Task inputs>
==========
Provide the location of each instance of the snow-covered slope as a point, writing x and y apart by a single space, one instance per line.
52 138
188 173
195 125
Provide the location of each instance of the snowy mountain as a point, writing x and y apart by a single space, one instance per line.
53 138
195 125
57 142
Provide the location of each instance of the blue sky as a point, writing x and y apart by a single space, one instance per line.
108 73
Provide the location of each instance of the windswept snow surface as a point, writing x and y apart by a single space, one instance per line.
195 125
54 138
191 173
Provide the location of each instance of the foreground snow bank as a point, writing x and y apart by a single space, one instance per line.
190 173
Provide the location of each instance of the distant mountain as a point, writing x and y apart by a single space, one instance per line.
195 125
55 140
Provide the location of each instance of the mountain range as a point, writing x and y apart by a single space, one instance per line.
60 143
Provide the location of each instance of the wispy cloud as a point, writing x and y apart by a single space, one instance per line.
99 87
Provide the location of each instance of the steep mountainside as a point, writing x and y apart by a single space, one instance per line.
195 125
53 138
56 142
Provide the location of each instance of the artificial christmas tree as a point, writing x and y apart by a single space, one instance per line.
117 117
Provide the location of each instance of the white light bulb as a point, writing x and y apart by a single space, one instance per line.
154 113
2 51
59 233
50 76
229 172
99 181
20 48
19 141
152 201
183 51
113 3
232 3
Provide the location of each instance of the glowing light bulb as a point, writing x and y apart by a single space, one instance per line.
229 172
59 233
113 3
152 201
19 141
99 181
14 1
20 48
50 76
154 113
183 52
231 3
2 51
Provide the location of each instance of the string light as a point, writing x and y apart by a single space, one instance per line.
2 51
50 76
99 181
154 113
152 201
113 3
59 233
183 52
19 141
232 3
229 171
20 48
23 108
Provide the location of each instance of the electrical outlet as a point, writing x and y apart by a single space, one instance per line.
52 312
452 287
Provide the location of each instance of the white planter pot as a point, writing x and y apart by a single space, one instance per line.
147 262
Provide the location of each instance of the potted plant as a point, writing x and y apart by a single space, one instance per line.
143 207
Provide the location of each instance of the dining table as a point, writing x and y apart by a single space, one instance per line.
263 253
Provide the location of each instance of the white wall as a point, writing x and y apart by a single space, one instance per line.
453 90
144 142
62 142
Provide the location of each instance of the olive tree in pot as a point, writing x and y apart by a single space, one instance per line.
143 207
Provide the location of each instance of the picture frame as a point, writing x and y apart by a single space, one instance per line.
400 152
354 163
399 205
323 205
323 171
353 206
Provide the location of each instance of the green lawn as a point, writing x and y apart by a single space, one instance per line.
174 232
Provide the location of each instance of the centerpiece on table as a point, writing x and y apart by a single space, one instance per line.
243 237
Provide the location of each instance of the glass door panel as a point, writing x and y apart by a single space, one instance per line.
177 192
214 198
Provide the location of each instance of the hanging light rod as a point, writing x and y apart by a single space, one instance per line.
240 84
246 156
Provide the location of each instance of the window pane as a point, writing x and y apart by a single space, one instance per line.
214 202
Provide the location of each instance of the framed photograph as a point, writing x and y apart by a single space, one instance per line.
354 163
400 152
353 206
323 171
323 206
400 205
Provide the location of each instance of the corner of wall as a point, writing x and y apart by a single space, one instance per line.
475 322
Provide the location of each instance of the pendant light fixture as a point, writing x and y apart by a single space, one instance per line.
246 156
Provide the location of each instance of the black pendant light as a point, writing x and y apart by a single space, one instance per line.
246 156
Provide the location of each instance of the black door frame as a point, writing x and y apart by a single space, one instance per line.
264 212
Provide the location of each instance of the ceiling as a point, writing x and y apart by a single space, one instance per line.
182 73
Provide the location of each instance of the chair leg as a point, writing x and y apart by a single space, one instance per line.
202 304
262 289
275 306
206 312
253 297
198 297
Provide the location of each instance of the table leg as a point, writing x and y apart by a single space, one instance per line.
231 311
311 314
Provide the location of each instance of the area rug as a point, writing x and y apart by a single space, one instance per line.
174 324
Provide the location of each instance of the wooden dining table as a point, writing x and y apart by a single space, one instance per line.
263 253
==========
Given instruction> Each line of the material should be duplicated exactly, please.

Exercise solution>
Provide the location of each instance of the snow-covered slope as a point, writing x and y apart by a single space, one instance per line.
52 138
188 173
195 125
Provide the location of each instance of the snowy mountain as a point, writing x and y apart by a single space, one instance per line.
53 138
195 125
57 142
Provide the location of each instance of the blue sky as a point, writing x and y apart by a single space, one instance per line.
108 73
Provide the location of each instance of the windswept snow surface as a point, writing x and y apart by a single space, one instance per line.
195 125
54 138
191 173
Provide the location of each instance of the foreground snow bank as a point, writing x and y apart by a single space, one instance per line.
190 173
Provide the location of each instance of the distant mountain as a point, writing x and y apart by a single space, one instance per line.
195 125
55 140
Provide the location of each instance of the mountain range as a point, writing x and y apart by a single space, one instance per line.
60 143
Provide the location of each instance of the wispy cloud as a point, writing x and y apart by a single space, one instance per line.
99 87
Provide the location of each instance of the steep mountainside as a point, writing x and y apart by a single space, one instance per line.
195 125
53 138
56 142
Provide the location of each instance of the artificial christmas tree as a point, writing x and y apart by a single space, one instance per line.
117 117
Provide the location of each instance of the white light bulb as a point, writing x and y apart by a single space, one instance per line.
154 113
2 51
59 233
50 76
229 172
99 181
20 48
19 141
152 201
183 51
113 3
232 3
Provide the location of each instance of the glowing light bulb as a point, writing x and y apart by a single space, one instance per line.
229 172
59 233
113 3
152 201
19 141
99 181
14 1
20 48
50 76
154 113
183 52
231 3
2 51
Provide the location of each instance of the string light as a point, writing x and y apart by a single space, one instance per line.
2 51
50 76
99 181
154 113
152 201
113 3
59 233
183 52
19 141
232 3
229 171
20 48
23 108
Provide the location of each instance of the electrical outlet as a point, writing x and y apart by a single space, one instance per line.
52 312
452 287
Provide the location of each instance of the white planter pot as a point, writing x and y apart by a single space, one instance per line.
147 262
Provide the location of each instance of the potted plant as a point, writing x and y apart by a single space, one instance per line.
143 207
Provide the location of each instance of the dining table as a point, writing x and y apart by a single space, one instance per line.
263 253
Provide the location of each instance of the white wall as a point, writing x and y apart by a single space, one instance per line.
453 90
144 142
62 142
Provide the location of each instance of the olive tree in pot as a point, writing x and y apart by a single space, one instance per line.
143 207
Provide the location of each instance of the picture frame as a point, writing x and y apart by a single space, one instance per line.
400 152
354 163
399 205
323 205
323 171
353 206
Provide the location of each instance of the green lawn as a point, writing x and y apart by a single space, one instance per line.
174 232
Provide the location of each instance of the centerpiece on table as a point, writing x and y apart by a single space, one instance per line.
243 237
Provide the location of each instance of the glass door panel as a point, writing x and y apart by a single space, one instance per line.
177 192
214 198
Provide the location of each instance of the hanging light rod as a point, writing x and y apart by a single space, one instance per line.
240 84
246 156
Provide the location of each instance of the window pane as a point, writing x and y apart by a single space, one instance per line.
214 202
Provide the location of each instance of the framed photograph as a point, writing x and y apart by a single space, one instance per line.
354 163
400 152
353 206
323 171
323 206
400 205
Provide the location of each instance of the corner of wall as a point, writing x and y apart by a single space, one instance per line.
475 322
Provide the location of each instance of the pendant light fixture as a point, writing x and y apart by a single space, one instance per line.
246 156
Provide the location of each instance of the black pendant light as a point, writing x and y apart by a single space, one instance per line.
246 156
Provide the location of each instance of the black door frame as a point, writing x and y apart by a single space, one instance per line.
264 212
Provide the location of each instance of the ceiling as a point, writing x and y apart by a single space, one instance per line.
182 73
Provide the location of each instance of the chair leg as a point, writing x and y apart by a single space, one instance per line.
202 304
262 289
275 306
206 312
253 297
198 297
Provide the location of each instance of the table leg as a point, writing x and y apart by a single space, one instance per line.
231 311
311 314
Provide the location of each instance of the area rug as a point, writing x and y apart by a single space, one instance per line.
174 324
Provide the location of each instance of the wooden dining table as a point, writing x and y apart by a single space, one instance per line.
263 253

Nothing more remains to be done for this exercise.